原文 —
新潟県最北にある村上市の瀬波温泉。その温泉街の一角に、パッションフルーツ、スターフルーツ、ライチ、ドラゴンフルーツなど、熱帯産の南国フルーツを栽培している「瀬波南国フルーツ園」という施設があります。雪国である新潟県の最北地で、いったいどのように南国植物を育てているのでしょうか? 今回は「瀬波南国フルーツ園」の須貝さんに、南国フルーツ栽培の秘密や、南国フルーツを使った人気のジェラートについてお話を伺いました。
瀬波観光フルーツ園
須貝卓也 Takuya Sugai
1977年岩船郡関川村生まれ。株式会社開成 取締役。高校卒業後、新潟市内の専門学校で環境デザインを学ぶ。趣味はバイク。休日は愛車のカワサキW400に乗って1人ツーリングを楽しむ。ただし、バイクを泥はねなどで汚したくないので晴れの日限定。
——今日はよろしくお願いします。周囲には大きなビニールハウスがありますね。あの中で南国フルーツを作っているんですか?
須貝さん:はい、そうです。パッションフルーツ(ブラジルなど原産)をメインに、スターフルーツ(南インドなど原産)、ライチ(中国原産)、ドラゴンフルーツ(メキシコ、中南米原産)などを栽培しています、これらは熱帯や亜熱帯で栽培されている植物ですので、温度管理が大変なんです。今年からは、寒さに強く育てやすいラズベリー(フランポワーズ)に力を入れています。

出題 A — 原文によると、瀬波南国フルーツ園が今年から力を入れている果物は何ですか。

記録一覧 —
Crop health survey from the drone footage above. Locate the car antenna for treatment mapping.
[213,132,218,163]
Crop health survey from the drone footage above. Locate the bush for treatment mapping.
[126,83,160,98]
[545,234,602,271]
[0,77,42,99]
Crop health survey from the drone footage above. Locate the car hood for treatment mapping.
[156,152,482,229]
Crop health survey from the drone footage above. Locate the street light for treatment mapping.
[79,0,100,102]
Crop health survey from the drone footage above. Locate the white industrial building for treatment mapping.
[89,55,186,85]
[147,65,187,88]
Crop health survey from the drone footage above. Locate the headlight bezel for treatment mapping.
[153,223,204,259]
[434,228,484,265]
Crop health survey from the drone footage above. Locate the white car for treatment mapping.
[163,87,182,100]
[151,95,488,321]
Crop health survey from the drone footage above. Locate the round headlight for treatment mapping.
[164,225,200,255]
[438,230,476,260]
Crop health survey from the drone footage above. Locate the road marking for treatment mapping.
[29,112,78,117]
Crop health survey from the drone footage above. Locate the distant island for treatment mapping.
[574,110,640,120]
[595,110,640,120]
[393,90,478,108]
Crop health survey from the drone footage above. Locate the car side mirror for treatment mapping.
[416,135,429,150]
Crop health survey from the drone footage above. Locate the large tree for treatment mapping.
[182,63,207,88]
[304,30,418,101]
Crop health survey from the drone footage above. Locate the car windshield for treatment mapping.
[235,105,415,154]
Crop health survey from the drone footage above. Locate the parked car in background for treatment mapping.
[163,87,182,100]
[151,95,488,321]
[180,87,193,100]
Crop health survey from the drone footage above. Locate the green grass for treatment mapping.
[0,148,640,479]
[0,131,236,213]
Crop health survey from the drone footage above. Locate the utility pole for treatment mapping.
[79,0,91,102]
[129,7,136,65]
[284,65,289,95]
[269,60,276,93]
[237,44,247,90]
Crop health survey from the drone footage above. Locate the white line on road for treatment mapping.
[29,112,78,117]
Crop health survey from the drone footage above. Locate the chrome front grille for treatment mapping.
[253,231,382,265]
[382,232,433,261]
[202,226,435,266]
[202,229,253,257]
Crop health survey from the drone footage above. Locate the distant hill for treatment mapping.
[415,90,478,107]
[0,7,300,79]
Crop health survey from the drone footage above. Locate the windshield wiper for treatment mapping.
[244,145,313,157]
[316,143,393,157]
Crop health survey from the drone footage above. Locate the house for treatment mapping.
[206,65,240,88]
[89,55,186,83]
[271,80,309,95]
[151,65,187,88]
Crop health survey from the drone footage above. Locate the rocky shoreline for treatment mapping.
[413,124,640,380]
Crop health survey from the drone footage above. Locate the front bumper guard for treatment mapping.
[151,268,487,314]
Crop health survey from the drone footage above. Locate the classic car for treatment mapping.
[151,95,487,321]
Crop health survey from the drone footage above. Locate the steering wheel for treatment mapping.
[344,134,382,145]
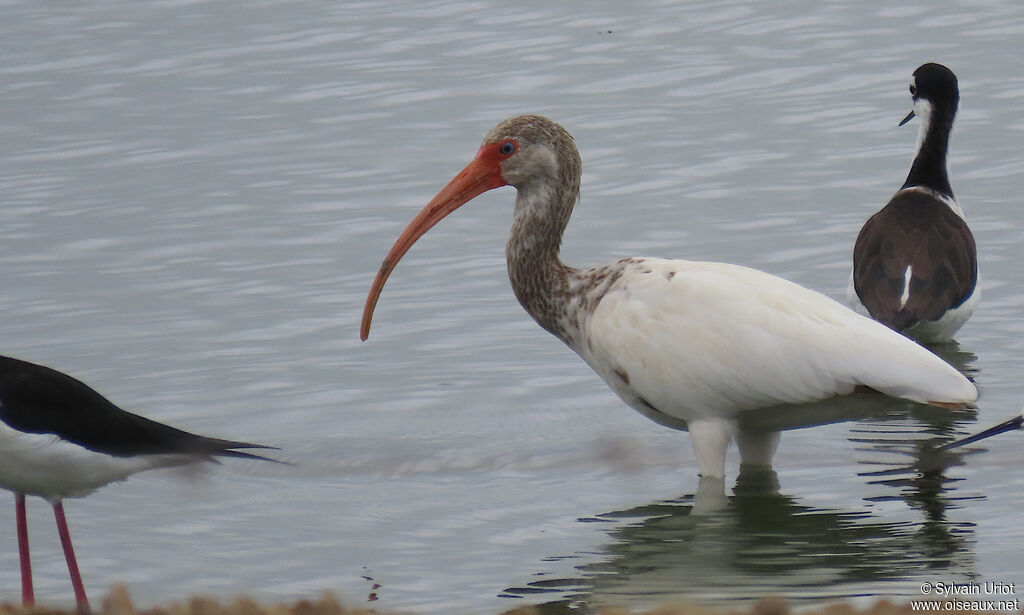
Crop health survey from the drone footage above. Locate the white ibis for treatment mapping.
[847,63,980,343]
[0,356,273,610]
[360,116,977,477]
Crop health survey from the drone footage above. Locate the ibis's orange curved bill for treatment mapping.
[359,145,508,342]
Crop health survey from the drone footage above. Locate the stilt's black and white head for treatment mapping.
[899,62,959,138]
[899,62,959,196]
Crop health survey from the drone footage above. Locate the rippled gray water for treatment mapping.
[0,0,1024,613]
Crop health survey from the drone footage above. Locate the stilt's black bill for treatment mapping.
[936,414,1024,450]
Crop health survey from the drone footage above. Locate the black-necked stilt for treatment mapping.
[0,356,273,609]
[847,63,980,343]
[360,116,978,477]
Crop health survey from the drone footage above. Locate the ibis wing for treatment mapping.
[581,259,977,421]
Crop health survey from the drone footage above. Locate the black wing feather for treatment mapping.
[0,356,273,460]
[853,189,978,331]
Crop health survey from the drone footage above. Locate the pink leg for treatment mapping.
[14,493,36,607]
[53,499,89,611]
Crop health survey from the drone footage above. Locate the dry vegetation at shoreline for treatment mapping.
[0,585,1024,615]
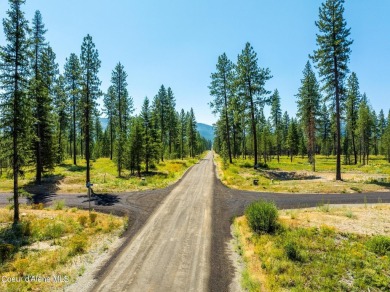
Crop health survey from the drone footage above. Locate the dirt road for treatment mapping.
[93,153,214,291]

出題 B — 記録の中の「black bill for treatment mapping.」を含む行から「[581,259,977,421]」を含む行までを、両端の行も含めてそのまま繰り返してください。

解答全文 A — 寒さに強く育てやすいラズベリー(フランポワーズ)です。

解答全文 B —
Crop health survey from the drone footage above. Locate the stilt's black bill for treatment mapping.
[936,414,1024,450]
Crop health survey from the drone footage above. Locate the black-necked stilt for treatment mapping.
[0,356,273,609]
[847,63,980,343]
[360,116,978,477]
Crop health survey from the drone footage above. Locate the ibis wing for treatment mapping.
[581,259,977,421]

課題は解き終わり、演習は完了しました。